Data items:
_ _ _ _ _

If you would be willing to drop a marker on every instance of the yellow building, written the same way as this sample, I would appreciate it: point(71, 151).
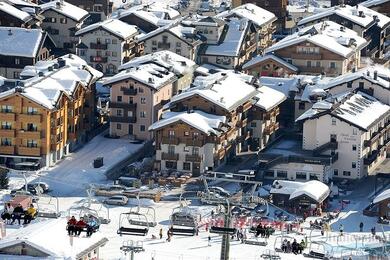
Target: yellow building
point(48, 113)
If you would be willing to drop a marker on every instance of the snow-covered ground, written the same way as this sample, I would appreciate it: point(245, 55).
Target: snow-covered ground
point(70, 178)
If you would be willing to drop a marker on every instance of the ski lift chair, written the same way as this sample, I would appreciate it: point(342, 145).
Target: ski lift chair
point(134, 220)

_ _ _ _ _

▶ [Your task]
Reproduce every line of the data above, requests included, and add 106 to each coordinate inside the answer points while leaving the sample points in the requests unchanged. Omit the pictures from your response.

▶ [Solution for this task]
If you would be willing to drop a marker on every instance of the yellow building, written the same way as this sample, I would appreciate it: point(71, 151).
Target: yellow building
point(154, 219)
If you would be willing to drop a marker on every instance of the snow-covered ground, written the same way as this sample, I would appreciate it: point(245, 55).
Target: snow-covered ground
point(176, 284)
If you would be willing to drop a marker on every instance of the ski lift chair, written the same way as this sample, I would appreciate it: point(342, 145).
Target: ski lift chair
point(240, 326)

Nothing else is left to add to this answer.